-- STORED RECORDS --
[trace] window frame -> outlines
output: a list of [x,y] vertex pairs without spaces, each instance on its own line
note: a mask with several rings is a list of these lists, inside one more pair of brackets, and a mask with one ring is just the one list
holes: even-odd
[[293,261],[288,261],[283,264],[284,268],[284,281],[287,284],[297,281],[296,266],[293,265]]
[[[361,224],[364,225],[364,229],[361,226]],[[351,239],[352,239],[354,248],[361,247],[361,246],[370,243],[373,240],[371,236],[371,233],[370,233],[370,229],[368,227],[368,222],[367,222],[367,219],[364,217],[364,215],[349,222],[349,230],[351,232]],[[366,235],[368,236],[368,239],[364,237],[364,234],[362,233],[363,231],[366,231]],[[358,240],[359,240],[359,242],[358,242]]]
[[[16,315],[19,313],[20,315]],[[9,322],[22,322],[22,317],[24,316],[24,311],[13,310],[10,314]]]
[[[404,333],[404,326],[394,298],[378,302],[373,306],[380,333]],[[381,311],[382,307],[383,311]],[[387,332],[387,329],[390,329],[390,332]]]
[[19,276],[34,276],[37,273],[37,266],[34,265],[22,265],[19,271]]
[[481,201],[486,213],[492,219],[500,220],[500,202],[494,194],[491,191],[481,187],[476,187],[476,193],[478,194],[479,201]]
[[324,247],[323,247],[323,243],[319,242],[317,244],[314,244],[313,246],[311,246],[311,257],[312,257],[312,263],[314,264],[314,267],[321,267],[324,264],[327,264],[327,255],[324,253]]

-- THE TASK --
Please recast the records above as a two-column CSV with the columns input and output, one row per record, holding its text and its answer, each in a single quoted field with line breaks replaced by spaces.

-- WRITTEN ANSWER --
input,output
"[trace] window frame -> outlines output: a list of [x,y] vertex pairs without spaces, each instance on its own line note: a mask with several rings is a list of these lists, inside one more pair of brackets, and a mask with one ring is just the one list holes: even-odd","[[293,261],[288,261],[283,264],[284,268],[284,281],[287,284],[297,281],[296,266],[293,265]] [[[361,224],[364,225],[364,229],[361,226]],[[351,239],[352,239],[354,248],[361,247],[361,246],[370,243],[373,240],[371,236],[371,233],[370,233],[370,229],[368,227],[368,222],[367,222],[367,219],[364,217],[364,215],[349,222],[349,230],[351,232]],[[366,235],[368,236],[368,239],[364,237],[364,234],[362,233],[363,231],[366,231]],[[358,240],[359,240],[359,242],[358,242]]] [[[16,315],[19,313],[20,315]],[[9,322],[22,322],[22,317],[24,316],[24,311],[13,310],[10,314]]] [[[404,333],[404,326],[394,298],[378,302],[373,306],[380,333]],[[381,311],[382,307],[383,311]],[[387,332],[387,329],[390,329],[390,332]]] [[19,276],[34,276],[37,273],[37,266],[34,265],[22,265],[19,271]] [[481,201],[486,213],[492,219],[500,220],[500,202],[494,194],[491,191],[481,187],[476,187],[476,193],[478,194],[479,201]] [[324,247],[323,247],[323,243],[319,242],[317,244],[314,244],[313,246],[311,246],[311,257],[312,257],[312,263],[314,264],[314,267],[321,267],[324,264],[327,264],[327,255],[324,253]]"